**What you should do**
So that nothing is lost, transcribe each line of the records exactly.

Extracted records
=== Section Start ===

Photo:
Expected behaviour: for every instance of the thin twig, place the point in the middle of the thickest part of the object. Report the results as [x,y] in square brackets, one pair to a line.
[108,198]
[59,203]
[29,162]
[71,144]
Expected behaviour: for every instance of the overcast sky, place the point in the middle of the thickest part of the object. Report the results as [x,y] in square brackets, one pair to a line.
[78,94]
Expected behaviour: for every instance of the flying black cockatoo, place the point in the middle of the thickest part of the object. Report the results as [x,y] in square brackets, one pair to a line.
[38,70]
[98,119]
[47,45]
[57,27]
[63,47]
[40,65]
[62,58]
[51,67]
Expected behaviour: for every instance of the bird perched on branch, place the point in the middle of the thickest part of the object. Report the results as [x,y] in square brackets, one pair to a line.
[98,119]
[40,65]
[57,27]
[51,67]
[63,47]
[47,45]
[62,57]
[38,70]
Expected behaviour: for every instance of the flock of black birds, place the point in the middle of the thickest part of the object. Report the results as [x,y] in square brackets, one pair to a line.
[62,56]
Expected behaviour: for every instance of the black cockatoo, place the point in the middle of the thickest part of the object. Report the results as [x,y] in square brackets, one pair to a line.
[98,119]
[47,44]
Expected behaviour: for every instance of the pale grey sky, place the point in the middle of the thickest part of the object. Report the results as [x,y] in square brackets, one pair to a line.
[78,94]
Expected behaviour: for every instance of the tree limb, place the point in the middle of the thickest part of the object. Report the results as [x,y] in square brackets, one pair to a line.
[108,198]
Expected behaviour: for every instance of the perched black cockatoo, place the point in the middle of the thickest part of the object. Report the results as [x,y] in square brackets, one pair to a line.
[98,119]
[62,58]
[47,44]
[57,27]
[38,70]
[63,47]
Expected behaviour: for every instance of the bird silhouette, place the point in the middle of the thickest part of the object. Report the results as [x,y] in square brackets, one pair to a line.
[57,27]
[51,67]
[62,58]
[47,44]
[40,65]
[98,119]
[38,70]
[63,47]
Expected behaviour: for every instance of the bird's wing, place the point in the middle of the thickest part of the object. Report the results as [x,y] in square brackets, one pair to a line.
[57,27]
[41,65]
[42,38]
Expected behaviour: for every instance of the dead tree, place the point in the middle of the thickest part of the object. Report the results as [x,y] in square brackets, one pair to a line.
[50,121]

=== Section End ===

**Reply**
Photo:
Expected behaviour: for every instance of the thin twig, place the point in the middle of the thickest part of the object. Report the results as [x,y] in square brackets, one pair to a line.
[108,198]
[59,203]
[29,162]
[71,144]
Expected behaviour: for every instance of the overcast sky, place the point in the middle of the thickest part of the object. Report the results as [x,y] in square brackets, one pair to a line.
[78,94]
Expected behaviour: for every instance of the flying black cockatoo, place the point in the middle of the thickest part of the object. Report the results as [x,y] in square brackets, one pair to a line.
[38,70]
[98,119]
[47,45]
[57,27]
[63,47]
[40,65]
[62,58]
[51,67]
Expected behaviour: for every instance of the bird perched on branch, place the point in the middle of the thickest part of the object. Report the results as [x,y] in square brackets, one pair to a line.
[98,119]
[40,65]
[57,27]
[51,67]
[63,47]
[47,45]
[62,57]
[38,70]
Expected behaviour: for every instance of the flock of black birds, place the point in the middle of the thickest part of the object. Report the results as [x,y] in square brackets, one pair to a line.
[62,56]
Expected behaviour: for every instance of the black cockatoo, place the point in the middle of the thickest part of the object. Report the results as [x,y] in square brackets, one pair to a line.
[98,119]
[47,44]
Expected behaviour: for every instance of the pale grey sky, place the point in the middle of the thickest part of the object. Report the results as [x,y] in square brackets, one pair to a line.
[78,94]
Expected behaviour: for every instance of the tree limb, place the point in the middle of the thickest part of the object. Report the results as [x,y] in square brackets, one pair to a line.
[108,198]
Expected behaviour: for every instance of the perched black cockatoo, place the point in the middle of the thickest part of the object. Report the results as [x,y] in square brackets, one pair to a line.
[98,119]
[62,58]
[47,44]
[57,27]
[38,70]
[63,47]
Expected behaviour: for every instance of the bird silhouette, place the point in the middle of the thickest part of the object. Report the results as [x,y] in square brackets, one pair to a line.
[57,27]
[51,67]
[62,58]
[47,44]
[40,65]
[98,119]
[38,70]
[63,47]
Expected behaviour: for every instance of the bird's wing, place the point in the middle of the thickest part of the object. Report the results as [x,y] in square brackets, one pair to a line.
[57,27]
[41,65]
[42,38]
Expected behaviour: for every instance of the dead tree, place the point in the middle of the thickest part of the object. Report the results as [x,y] in square brackets, one pair to a line.
[50,121]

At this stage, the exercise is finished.